— GIVEN PROBLEM 1 —
Transcribe the blog post about favorite books, starting with "We Were Liars –" and going on through "at the end.".

— SOURCE EXTRACT —
● ● ●

Oh hi, it’s me, ya girl, writing a blog post at 2am. I cannot sleep. I don’t know why. But anyway. Have you ever read a book so good or so intense that you were devastated that you could never read it for the first time ever again? Because same.
When I pick up a book, I’m looking for love. I’m looking to fall in love with a character, a place, a plotline. I’m looking to escape, and I’m not gonna lie, I love a bit (a lot) of darkness. Murders and detectives are more me than chicklit. But I do love a whispy tale of romance if there’s a strong storyline. I also love to cry at books. Don’t ask me why. I’m pretty sensitive and sometimes I think you need permission to cry. Books give me that permission.
Take a look at these 9 tales and see if there’s anything in here that tickles your fancy. I loved them all, and I have yet to discover another tale that stops me in my tracks quite like these ones. Enjoy!
We Were Liars – E. Lockheart
We Were Liars is a fantastic book with a shocking twist that I genuinely couldn’t have seen coming. It broke my heart in the final chapters, truly it did.
Cady is a priveleged and wealthy youngster who’s spent her summers tucked away with her family on their private island. Look, I get it, maybe you’re wondering why I love it so much. There’s more to Cady than meets the eye though, and this book looks at self-acceptance, morals, and the consequences of our past mistakes.
Great if you: want a bit of mystery with a deliciously sunny backdrop, then a suckerpunch twist at the end.
Extremely Loud and Incredibly Close – Jonathan Safran Foer
I first read Extremely Loud and Incredibly Close during my final year in university when I decided to write my dissertation on ‘literature centred around 9/11’. I blubbed and sobbed my way through it, then passed it onto my friend a few years later and promptly broke her heart with it.
9-year-old Oskar Schell lost his dad in the September 11 terrorist attacks (‘Jesus Christ’ I hear you mutter). When he finds a mysterious key left behind in his dad’s closet, his overactive mind convinces him that his dad has left him a message somewhere in New York City, so get ready to follow this unique and lovable lad on his quest that leads him to a greater understanding of the world.
Great if you: have been holding in tears and need to let it all out.

● ● ●

— INFORMATION PROVIDED —
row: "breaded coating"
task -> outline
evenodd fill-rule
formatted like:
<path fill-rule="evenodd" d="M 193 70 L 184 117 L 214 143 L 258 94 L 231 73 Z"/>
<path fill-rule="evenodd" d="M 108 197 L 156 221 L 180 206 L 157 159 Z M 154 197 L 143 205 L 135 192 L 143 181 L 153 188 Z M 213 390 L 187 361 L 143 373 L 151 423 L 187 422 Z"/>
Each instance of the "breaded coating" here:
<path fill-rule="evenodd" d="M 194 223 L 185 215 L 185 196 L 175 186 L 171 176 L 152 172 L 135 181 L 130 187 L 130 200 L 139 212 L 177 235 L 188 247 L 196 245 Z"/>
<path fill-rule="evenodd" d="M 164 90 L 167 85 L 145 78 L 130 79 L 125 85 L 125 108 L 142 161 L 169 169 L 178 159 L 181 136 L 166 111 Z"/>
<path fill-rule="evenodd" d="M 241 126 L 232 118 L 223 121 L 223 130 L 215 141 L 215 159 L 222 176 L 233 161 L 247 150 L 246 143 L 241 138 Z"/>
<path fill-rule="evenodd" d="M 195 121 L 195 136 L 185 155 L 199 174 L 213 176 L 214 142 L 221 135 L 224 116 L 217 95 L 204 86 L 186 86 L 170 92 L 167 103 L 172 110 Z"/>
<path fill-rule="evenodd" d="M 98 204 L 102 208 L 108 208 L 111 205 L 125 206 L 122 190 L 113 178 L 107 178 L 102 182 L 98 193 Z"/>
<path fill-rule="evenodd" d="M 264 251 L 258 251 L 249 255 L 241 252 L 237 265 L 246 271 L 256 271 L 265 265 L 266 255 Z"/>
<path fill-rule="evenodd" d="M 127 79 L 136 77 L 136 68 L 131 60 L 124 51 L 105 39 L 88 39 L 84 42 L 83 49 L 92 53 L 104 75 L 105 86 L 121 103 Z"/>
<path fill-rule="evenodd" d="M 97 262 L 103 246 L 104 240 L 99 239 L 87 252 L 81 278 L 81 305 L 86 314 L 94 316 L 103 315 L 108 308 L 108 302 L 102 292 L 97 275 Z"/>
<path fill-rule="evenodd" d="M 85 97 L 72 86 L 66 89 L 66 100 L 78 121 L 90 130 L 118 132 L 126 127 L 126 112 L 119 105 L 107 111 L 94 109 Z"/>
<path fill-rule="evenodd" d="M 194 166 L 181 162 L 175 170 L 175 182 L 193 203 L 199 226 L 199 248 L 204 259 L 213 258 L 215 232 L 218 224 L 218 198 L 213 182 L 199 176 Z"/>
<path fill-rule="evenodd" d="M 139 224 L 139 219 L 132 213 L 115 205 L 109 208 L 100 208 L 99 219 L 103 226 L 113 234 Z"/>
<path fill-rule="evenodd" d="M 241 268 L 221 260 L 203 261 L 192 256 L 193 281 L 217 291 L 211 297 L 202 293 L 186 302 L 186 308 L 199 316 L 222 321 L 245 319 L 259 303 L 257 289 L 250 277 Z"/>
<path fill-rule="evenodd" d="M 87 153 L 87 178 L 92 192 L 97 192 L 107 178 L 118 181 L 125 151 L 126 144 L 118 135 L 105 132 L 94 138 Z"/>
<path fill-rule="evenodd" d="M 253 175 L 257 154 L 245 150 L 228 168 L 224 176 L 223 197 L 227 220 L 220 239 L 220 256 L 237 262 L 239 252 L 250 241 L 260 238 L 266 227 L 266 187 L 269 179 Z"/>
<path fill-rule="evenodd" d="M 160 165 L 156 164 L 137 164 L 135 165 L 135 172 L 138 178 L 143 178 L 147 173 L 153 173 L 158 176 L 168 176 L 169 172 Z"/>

● ● ●

— GIVEN PROBLEM 2 —
Rewrite the records, starting with their first line and going on through the line with "164 90 L 167". Keep every line in that span, and add 27 to each coordinate in the outline answers.

— TASK ANSWER 1 —
We Were Liars – E. Lockheart
We Were Liars is a fantastic book with a shocking twist that I genuinely couldn’t have seen coming. It broke my heart in the final chapters, truly it did.
Cady is a priveleged and wealthy youngster who’s spent her summers tucked away with her family on their private island. Look, I get it, maybe you’re wondering why I love it so much. There’s more to Cady than meets the eye though, and this book looks at self-acceptance, morals, and the consequences of our past mistakes.
Great if you: want a bit of mystery with a deliciously sunny backdrop, then a suckerpunch twist at the end.

— TASK ANSWER 2 —
row: "breaded coating"
task -> outline
evenodd fill-rule
formatted like:
<path fill-rule="evenodd" d="M 193 70 L 184 117 L 214 143 L 258 94 L 231 73 Z"/>
<path fill-rule="evenodd" d="M 108 197 L 156 221 L 180 206 L 157 159 Z M 154 197 L 143 205 L 135 192 L 143 181 L 153 188 Z M 213 390 L 187 361 L 143 373 L 151 423 L 187 422 Z"/>
Each instance of the "breaded coating" here:
<path fill-rule="evenodd" d="M 221 250 L 212 242 L 212 223 L 202 213 L 198 203 L 179 199 L 162 208 L 157 214 L 157 227 L 166 239 L 204 262 L 215 274 L 223 272 Z"/>
<path fill-rule="evenodd" d="M 191 117 L 194 112 L 172 105 L 157 106 L 152 112 L 152 135 L 169 188 L 196 196 L 205 186 L 208 163 L 193 138 Z"/>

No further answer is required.